# Will Uber Raise Rates to Pay for New CEO?



## Maven (Feb 9, 2017)

https://www.celebritynetworth.com/articles/how-much-does/uber-spending-200m-new-ceo-dara-khosrowshahi/
*Uber Could Be Spending More Than $200M On New CEO Dara Khosrowshahi*


----------



## The Gift of Fish (Mar 17, 2017)

Let's hope not.


----------



## Disgusted Driver (Jan 9, 2015)

galley master to the galley slaves: I've got good news and bad news. The good news is that you will get extra rations for lunch. Bad news, the king wants to go water sking after lunch.


----------



## wk1102 (Dec 25, 2015)

Uber already raised rates, it's called upfront pricing.


----------



## bestpals (Aug 22, 2015)

Yes, They will raise rates for customers. You will not see any of it though. Probably lower rates for drivers to help pay for it also.


----------



## ABC123DEF (Jun 9, 2015)

1%er problems....meh.


----------



## heynow321 (Sep 3, 2015)

bestpals said:


> Yes, They will raise rates for customers. You will not see any of it though. Probably lower rates for drivers to help pay for it also.


exactly.


----------



## uberdriverfornow (Jan 10, 2016)

lol any idiot could turn this company around but with TK still around nothing is going to happen

I bet even TK wasn't making that much. 

The overall strategy is not to make money but just to make sure drivers don't. That's all they really care about. That's what TK preached.


----------



## Another Uber Driver (May 27, 2015)

bestpals said:


> They will raise rates for customers. You will not see any of it though.
> 
> Probably lower rates for drivers to help pay for it.


You will not see it because they will jack up the booking fee.

• DATA PROVIDED:
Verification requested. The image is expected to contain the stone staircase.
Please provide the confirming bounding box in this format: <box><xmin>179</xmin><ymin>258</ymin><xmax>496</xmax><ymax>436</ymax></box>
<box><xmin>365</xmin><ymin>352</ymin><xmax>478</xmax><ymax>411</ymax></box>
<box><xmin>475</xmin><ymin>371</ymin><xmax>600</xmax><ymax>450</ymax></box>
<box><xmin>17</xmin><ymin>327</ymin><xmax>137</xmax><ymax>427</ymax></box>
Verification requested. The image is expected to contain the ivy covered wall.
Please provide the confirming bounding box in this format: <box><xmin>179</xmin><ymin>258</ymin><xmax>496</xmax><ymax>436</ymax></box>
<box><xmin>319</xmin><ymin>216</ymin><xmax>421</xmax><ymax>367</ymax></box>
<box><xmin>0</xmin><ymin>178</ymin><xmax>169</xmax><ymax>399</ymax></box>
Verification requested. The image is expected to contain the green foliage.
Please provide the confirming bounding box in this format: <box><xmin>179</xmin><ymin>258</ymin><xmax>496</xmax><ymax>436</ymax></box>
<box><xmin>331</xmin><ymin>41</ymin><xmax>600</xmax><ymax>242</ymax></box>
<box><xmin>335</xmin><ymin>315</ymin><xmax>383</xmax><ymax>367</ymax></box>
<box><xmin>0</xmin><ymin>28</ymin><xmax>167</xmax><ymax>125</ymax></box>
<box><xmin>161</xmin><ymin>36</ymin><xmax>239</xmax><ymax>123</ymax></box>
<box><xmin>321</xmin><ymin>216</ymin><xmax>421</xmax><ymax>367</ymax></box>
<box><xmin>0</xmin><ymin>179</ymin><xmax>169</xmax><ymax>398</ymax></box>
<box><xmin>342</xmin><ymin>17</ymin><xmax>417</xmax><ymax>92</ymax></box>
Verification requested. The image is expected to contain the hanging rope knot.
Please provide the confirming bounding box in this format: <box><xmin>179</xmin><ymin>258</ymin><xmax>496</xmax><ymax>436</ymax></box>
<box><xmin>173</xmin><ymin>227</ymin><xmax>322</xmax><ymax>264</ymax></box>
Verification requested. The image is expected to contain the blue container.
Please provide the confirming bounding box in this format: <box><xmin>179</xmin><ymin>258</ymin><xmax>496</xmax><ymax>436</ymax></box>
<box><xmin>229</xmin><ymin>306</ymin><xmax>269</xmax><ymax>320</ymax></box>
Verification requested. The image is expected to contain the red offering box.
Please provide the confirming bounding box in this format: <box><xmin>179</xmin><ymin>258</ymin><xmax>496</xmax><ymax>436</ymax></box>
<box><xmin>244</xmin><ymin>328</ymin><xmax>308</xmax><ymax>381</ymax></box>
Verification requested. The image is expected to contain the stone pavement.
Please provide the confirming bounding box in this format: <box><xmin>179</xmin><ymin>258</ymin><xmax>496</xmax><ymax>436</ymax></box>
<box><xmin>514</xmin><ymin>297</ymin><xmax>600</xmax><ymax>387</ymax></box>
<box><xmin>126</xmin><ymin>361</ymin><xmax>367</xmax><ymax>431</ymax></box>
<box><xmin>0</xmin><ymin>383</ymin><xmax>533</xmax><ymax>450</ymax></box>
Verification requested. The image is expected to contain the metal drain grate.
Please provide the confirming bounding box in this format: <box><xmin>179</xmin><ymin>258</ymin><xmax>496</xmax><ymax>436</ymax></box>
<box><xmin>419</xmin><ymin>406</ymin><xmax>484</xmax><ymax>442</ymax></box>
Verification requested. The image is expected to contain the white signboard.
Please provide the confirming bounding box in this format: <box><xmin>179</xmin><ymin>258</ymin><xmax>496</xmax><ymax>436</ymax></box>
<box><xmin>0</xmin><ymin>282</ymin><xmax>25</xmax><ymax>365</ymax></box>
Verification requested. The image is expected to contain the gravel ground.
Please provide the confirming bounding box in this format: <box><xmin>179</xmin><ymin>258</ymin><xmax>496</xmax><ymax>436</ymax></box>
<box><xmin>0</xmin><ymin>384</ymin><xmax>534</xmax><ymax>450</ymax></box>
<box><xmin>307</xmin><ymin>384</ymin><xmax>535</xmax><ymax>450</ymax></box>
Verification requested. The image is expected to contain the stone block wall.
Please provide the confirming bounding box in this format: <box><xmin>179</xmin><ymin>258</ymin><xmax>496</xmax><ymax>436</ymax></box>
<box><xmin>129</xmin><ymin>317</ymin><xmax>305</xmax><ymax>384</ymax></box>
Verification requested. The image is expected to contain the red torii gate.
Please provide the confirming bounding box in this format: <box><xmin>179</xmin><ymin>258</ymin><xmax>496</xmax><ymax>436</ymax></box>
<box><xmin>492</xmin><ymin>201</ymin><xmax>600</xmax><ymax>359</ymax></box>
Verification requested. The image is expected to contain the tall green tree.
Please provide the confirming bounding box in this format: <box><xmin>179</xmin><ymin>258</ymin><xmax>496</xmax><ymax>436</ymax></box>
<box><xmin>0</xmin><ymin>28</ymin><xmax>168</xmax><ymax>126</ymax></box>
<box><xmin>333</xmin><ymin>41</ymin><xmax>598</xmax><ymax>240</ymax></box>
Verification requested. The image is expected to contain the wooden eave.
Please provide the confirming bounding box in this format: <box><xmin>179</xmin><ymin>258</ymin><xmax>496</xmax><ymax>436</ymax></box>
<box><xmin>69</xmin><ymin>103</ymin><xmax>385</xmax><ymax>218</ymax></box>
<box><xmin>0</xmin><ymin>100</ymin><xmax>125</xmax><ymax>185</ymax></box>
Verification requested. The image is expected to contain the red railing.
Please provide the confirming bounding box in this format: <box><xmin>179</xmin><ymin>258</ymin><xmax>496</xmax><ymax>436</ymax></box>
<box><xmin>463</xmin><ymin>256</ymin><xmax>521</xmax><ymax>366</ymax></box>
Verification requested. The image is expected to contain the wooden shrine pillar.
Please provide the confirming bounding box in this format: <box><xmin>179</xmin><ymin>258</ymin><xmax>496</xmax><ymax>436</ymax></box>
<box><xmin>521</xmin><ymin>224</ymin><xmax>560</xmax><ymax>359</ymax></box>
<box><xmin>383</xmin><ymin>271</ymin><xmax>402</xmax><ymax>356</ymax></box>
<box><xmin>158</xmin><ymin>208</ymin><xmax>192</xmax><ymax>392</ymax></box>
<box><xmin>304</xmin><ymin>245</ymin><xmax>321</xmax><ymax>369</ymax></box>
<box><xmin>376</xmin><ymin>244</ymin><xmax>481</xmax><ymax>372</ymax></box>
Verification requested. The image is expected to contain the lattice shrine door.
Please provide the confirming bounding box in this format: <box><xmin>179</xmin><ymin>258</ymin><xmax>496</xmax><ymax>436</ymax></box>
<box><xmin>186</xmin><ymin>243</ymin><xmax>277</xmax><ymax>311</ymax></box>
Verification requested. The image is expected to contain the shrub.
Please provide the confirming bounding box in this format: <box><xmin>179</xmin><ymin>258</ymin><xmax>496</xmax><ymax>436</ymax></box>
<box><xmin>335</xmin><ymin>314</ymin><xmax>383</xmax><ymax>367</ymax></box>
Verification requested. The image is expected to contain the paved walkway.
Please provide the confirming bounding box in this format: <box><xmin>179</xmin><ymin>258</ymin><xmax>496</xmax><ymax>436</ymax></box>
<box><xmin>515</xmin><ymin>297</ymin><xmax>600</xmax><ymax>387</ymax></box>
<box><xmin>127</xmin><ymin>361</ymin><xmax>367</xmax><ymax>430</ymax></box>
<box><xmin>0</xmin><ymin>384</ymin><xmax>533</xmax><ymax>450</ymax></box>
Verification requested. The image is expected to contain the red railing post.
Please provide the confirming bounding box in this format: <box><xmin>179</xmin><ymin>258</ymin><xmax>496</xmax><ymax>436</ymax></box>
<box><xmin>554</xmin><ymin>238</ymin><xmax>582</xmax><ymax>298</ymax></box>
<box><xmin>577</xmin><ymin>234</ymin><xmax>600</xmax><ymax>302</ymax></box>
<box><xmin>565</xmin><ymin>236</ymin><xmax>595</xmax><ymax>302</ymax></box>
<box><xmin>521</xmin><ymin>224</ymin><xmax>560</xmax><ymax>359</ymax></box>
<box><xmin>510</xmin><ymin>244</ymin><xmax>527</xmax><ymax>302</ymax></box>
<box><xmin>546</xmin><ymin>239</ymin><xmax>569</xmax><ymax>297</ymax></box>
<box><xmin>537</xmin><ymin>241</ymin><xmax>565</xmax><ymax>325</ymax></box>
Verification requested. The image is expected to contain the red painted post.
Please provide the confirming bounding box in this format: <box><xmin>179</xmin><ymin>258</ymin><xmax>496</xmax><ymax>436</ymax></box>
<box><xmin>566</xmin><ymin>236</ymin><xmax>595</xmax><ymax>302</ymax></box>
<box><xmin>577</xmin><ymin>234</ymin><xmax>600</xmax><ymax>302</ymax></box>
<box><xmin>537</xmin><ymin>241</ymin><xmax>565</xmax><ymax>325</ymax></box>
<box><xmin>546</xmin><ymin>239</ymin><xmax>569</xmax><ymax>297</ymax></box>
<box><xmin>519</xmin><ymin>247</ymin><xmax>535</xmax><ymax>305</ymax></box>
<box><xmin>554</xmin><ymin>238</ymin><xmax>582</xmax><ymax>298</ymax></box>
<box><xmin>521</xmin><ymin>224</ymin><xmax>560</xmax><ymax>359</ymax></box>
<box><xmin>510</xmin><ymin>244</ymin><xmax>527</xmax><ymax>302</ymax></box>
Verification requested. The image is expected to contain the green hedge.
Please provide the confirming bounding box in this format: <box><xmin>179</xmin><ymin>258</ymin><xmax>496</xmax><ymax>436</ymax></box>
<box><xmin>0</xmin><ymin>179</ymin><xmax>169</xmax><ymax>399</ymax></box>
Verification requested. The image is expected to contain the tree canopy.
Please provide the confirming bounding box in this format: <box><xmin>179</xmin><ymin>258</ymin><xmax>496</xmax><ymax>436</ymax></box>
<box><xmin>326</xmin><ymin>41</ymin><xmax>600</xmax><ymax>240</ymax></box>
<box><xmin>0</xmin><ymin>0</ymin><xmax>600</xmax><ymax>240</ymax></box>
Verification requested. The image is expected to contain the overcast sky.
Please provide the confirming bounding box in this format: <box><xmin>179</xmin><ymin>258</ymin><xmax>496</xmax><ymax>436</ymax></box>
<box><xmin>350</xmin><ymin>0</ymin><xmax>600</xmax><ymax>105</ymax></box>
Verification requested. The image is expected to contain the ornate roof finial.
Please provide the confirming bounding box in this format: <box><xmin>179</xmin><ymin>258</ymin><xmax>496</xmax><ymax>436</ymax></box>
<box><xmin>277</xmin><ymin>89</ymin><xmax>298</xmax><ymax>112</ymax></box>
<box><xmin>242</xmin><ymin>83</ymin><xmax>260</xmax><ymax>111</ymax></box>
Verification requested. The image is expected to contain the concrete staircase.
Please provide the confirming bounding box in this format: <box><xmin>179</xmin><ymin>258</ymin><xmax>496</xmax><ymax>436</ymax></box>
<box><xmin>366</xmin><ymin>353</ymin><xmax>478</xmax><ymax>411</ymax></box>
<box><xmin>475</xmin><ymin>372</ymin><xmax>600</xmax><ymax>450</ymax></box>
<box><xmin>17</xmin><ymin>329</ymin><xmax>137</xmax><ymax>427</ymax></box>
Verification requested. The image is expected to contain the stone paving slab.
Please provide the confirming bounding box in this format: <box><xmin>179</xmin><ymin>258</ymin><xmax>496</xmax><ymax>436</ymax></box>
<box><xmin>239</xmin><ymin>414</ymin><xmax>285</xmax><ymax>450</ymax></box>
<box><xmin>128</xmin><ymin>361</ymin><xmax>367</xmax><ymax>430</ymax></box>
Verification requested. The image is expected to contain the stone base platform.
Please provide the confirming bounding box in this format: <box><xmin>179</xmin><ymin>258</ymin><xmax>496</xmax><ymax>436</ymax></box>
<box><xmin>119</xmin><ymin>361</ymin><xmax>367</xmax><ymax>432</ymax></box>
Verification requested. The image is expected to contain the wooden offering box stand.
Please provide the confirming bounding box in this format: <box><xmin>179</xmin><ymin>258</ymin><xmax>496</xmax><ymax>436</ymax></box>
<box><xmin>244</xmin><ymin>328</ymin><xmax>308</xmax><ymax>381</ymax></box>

• CHALLENGES:
- 1) In the forum thread about Uber's new CEO, what does wk1102 say Uber's existing rate increase is called?
- 2) Please carry on the forum thread about Uber's new CEO from its last post.
The items have nothing to do with the forum thread about Uber's new CEO.

• OUTPUTS BY TASK:
- 1) Upfront pricing.

- 2)
They might not lower the rates but they might jack up the twenty/twenty-five per-cent that they take out of your earnings. Then, again, they might do both.


----------



## ScoBound (Jul 22, 2017)

Never forget Uber is not a real company. Uber is a classic pyramid scheme.

TK and his lieutenants understood this and behaved accordingly.


----------



## ABC123DEF (Jun 9, 2015)

ScoBound said:


> Never forget Uber is not a real company. Uber is a classic pyramid scheme.
> 
> TK and his lieutenants understood this and behaved accordingly.


Fake company!!!


----------



## SurgeWarrior (Jun 18, 2016)

ScoBound said:


> Never forget Uber is not a real company. Uber is a classic pyramid scheme.
> 
> TK and his lieutenants understood this and behaved accordingly.


I would love to know why you think its a "pyramid" scheme.


----------



## ScoBound (Jul 22, 2017)

A *pyramid scheme* is a business model that recruits members via a promise of payments or services for enrolling others into the scheme, rather than supplying investments or sale of products and services.

As recruiting multiplies, recruiting quickly becomes impossible, and most members are unable to profit; as such, pyramid schemes are unsustainable and often illegal.

This is why Uber puts so much effort into recruitment and incentivises driver to do the same. They need fresh meat for the grinder. New people providing sub minimum wage labor and equity taken from the rapid depreciation of their vehicles.


----------



## ABC123DEF (Jun 9, 2015)

ScoBound said:


> A *pyramid scheme* is a business model that recruits members via a promise of payments or services for enrolling others into the scheme, rather than supplying investments or sale of products and services.
> 
> As recruiting multiplies, recruiting quickly becomes impossible, and most members are unable to profit; as such, pyramid schemes are unsustainable and often illegal.
> 
> This is why Uber puts so much effort into recruitment and incentivises driver to do the same. They need fresh meat for the grinder. New people providing sub minimum wage labor and equity taken from the rapid depreciation of their vehicles.


Yes indeed! And once you figure out you've been had...it's generally too late.


----------



## SurgeWarrior (Jun 18, 2016)

ScoBound said:


> A *pyramid scheme* is a business model that recruits members via a promise of payments or services for enrolling others into the scheme, rather than supplying investments or sale of products and services.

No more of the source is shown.